Activity →
Retype every line below precisely as it appears.

(Referring expression pointing data)
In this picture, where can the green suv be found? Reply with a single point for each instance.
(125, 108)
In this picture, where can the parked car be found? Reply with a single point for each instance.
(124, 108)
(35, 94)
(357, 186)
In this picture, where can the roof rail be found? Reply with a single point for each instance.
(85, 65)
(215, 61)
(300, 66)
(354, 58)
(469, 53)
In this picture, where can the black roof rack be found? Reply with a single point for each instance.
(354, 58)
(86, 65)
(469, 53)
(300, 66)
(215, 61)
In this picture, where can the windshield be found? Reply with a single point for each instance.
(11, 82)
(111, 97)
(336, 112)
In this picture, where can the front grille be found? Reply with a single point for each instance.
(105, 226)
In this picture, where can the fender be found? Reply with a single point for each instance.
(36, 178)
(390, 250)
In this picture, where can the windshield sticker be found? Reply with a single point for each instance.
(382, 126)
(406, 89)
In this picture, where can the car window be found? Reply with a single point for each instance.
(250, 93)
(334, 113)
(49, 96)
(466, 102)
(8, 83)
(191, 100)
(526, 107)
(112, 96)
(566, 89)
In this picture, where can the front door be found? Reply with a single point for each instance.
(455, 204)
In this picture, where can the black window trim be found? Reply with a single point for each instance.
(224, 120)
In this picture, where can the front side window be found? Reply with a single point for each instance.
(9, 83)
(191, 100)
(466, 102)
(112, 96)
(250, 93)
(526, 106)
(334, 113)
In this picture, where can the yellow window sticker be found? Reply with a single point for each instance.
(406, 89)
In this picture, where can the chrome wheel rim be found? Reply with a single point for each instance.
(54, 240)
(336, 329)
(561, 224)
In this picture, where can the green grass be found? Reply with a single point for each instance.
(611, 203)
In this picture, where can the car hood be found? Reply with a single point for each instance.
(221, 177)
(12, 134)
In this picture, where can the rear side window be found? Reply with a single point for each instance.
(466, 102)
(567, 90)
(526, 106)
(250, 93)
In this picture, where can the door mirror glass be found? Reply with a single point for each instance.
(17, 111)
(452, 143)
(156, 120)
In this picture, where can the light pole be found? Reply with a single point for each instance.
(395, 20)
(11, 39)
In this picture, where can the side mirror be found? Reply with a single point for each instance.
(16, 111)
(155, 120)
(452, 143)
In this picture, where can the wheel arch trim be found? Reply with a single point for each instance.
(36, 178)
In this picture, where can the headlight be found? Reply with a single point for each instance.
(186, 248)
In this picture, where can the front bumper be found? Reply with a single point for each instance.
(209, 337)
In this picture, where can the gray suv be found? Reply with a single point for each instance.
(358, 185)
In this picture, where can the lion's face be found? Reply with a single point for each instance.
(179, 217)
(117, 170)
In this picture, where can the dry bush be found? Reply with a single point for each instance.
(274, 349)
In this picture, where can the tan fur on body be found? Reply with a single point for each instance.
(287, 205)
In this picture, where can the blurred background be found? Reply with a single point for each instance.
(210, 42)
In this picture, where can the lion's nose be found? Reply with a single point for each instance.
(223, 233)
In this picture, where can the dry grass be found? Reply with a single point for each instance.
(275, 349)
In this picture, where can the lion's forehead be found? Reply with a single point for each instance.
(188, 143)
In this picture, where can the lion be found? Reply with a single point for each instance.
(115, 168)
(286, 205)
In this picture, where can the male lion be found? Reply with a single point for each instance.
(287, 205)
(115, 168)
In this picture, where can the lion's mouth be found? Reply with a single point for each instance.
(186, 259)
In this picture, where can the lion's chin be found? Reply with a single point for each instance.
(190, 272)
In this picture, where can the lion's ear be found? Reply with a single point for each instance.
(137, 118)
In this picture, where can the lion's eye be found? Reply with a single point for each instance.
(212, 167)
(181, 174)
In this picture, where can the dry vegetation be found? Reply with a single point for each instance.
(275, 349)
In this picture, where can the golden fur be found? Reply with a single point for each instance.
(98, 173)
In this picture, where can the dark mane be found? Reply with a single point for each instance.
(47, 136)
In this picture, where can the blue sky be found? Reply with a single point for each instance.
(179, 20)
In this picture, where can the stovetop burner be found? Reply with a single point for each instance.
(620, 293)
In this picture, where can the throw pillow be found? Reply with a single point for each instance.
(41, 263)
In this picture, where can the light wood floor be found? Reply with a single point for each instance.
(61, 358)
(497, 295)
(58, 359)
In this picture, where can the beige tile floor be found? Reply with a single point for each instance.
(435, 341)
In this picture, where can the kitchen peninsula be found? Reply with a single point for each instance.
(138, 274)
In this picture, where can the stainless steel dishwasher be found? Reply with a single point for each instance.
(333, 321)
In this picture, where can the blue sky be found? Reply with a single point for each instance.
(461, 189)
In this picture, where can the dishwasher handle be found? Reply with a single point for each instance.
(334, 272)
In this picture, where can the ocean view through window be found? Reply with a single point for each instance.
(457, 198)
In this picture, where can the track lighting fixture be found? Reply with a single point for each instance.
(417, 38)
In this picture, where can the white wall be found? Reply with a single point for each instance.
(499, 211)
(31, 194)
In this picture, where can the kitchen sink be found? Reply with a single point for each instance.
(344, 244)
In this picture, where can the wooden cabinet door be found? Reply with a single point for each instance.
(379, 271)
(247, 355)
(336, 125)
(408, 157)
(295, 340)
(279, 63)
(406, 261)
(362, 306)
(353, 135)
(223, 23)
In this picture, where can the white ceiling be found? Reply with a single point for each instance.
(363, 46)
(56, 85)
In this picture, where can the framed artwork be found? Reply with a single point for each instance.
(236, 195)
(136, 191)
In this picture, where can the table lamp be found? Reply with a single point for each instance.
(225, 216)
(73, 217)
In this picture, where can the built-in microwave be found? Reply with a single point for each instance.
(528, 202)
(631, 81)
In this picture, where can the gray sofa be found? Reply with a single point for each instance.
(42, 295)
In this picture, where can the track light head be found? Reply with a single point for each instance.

Solution to this task →
In this picture, where can the green suv be found? Reply with a single point for each instance.
(125, 108)
In this picture, where can the parked car be found? Reply with a single point for each instance.
(124, 108)
(35, 94)
(357, 186)
In this picture, where can the roof rail be found? Reply with a single point for each instance.
(85, 65)
(215, 61)
(300, 66)
(354, 58)
(469, 53)
In this picture, where can the black roof rack be found? Reply with a single point for each instance.
(354, 58)
(86, 65)
(469, 53)
(300, 66)
(215, 61)
In this picture, where can the windshield be found? Reply with a single point for each instance.
(11, 82)
(111, 97)
(336, 112)
In this picture, where can the front grille be found? Reply with a single point for each instance.
(105, 226)
In this picture, where can the fender be found? Reply with a single point for each instance.
(36, 178)
(390, 250)
In this picture, where can the windshield sticker be found? Reply with a single point for each instance.
(382, 126)
(406, 89)
In this picture, where can the car window be found? Reply with a single point for each instance.
(250, 93)
(334, 113)
(49, 96)
(466, 102)
(8, 83)
(191, 100)
(526, 107)
(112, 96)
(566, 89)
In this picture, where can the front door be found? Reply with a single point for each instance.
(455, 204)
In this picture, where can the black window trim be found? Reply with a single point for each instance.
(224, 120)
In this picture, where can the front side window be found? Reply with a single point for each instance.
(9, 83)
(191, 100)
(466, 102)
(112, 96)
(250, 93)
(526, 106)
(334, 113)
In this picture, where can the yellow window sticker be found? Reply with a single point for each instance.
(406, 89)
In this picture, where can the chrome wheel rim be found? Reply with a single point for each instance.
(54, 240)
(336, 329)
(561, 224)
In this picture, where can the green grass be found? Reply with a single point for each instance.
(611, 203)
In this picture, where can the car hood be found? Reply with a single point for each instance.
(221, 177)
(12, 134)
In this picture, where can the rear side window be found? Reply with a single point for each instance.
(466, 102)
(567, 90)
(526, 106)
(250, 93)
In this picture, where can the door mirror glass be found? Reply with a single point for each instance.
(17, 111)
(452, 143)
(156, 120)
In this picture, where can the light pole be found? Reply with a single point for each instance.
(395, 20)
(11, 39)
In this picture, where can the side mirror be found? Reply with a single point for each instance.
(16, 111)
(155, 120)
(452, 143)
In this picture, where can the wheel arch trim be found? Reply with a single point for each instance.
(36, 178)
In this picture, where can the headlight be found? Reply with a single point for each instance.
(186, 248)
In this picture, where can the front bumper be found? Reply with a single point for each instance.
(209, 337)
In this picture, where can the gray suv be found? Reply with a single point for each instance.
(358, 185)
In this picture, where can the lion's face be found? Reply with a single point for each instance.
(179, 217)
(117, 170)
In this picture, where can the dry bush be found? Reply with a single point for each instance.
(274, 349)
In this picture, where can the tan fur on body be found? Reply with a single point for each instance.
(287, 205)
In this picture, where can the blurred background be found? Reply with a single point for each instance.
(210, 42)
In this picture, where can the lion's nose be found? Reply with a single point for each instance.
(223, 233)
In this picture, where can the dry grass be found? Reply with a single point for each instance.
(275, 349)
In this picture, where can the lion's forehead be found? Reply with a single point for each instance.
(188, 143)
In this picture, where can the lion be found? Reply with a single point for each instance.
(115, 168)
(286, 205)
In this picture, where can the male lion be found? Reply with a single point for each instance.
(287, 205)
(115, 168)
In this picture, where can the lion's mouth be found? Reply with a single point for each instance.
(186, 259)
In this picture, where can the lion's chin be found? Reply with a single point for each instance.
(190, 272)
In this picture, where can the lion's ear be found? Reply with a single point for each instance.
(137, 118)
In this picture, where can the lion's eye be found? Reply with a single point for each instance.
(212, 167)
(181, 174)
In this picture, where can the dry vegetation be found? Reply with a single point for each instance.
(275, 349)
In this picture, where can the golden fur be found? Reply with a single point for each instance.
(98, 173)
In this picture, where can the dark mane be found? Reply with a single point for each instance.
(47, 136)
In this picture, where can the blue sky be found? Reply with a single point for each instance.
(179, 20)
In this picture, where can the stovetop burner be found? Reply with a single point for each instance.
(620, 293)
In this picture, where can the throw pillow be found? Reply with a single point for each instance.
(41, 263)
In this picture, where can the light wood floor be found? Reply with a single point for each instance.
(61, 358)
(497, 295)
(58, 359)
In this picture, where can the beige tile floor be found? Reply with a single point for each instance.
(435, 341)
In this picture, where can the kitchen peninsula be found? Reply with a single point for each instance.
(138, 274)
In this picture, where can the stainless steel dishwasher be found? Reply with a single point for each instance.
(333, 321)
In this picture, where can the blue sky be found? Reply with a single point for each instance.
(461, 189)
In this picture, where can the dishwasher handle be found? Reply with a single point for each instance.
(334, 272)
In this picture, where can the ocean view through window be found? Reply with a single point for each instance.
(457, 198)
In this picture, where can the track lighting fixture be found? Reply with a single point for each instance.
(417, 38)
In this picture, where can the white wall be found? Reply with a single point for each instance.
(499, 211)
(31, 194)
In this picture, where can the kitchen sink be found? Reply with a single point for each instance.
(344, 244)
In this picture, where can the wooden cabinet door be found? Reply with a single point for each instance.
(379, 271)
(247, 355)
(336, 125)
(408, 157)
(295, 340)
(279, 63)
(406, 261)
(362, 306)
(353, 135)
(223, 23)
In this picture, where can the white ceiling be found? Reply with a single point for each instance.
(363, 46)
(56, 85)
In this picture, where can the framed artwork be found? Reply with a single point for each instance.
(236, 195)
(136, 191)
In this picture, where can the table lamp be found? Reply with a single point for each instance.
(225, 216)
(73, 217)
In this picture, where can the built-in microwave be found? Reply with a single point for each instance.
(528, 202)
(631, 81)
In this picture, where can the gray sofa be found? Reply with a single point for each instance.
(42, 295)
In this picture, where can the track light head be found? Reply with a single point for each instance.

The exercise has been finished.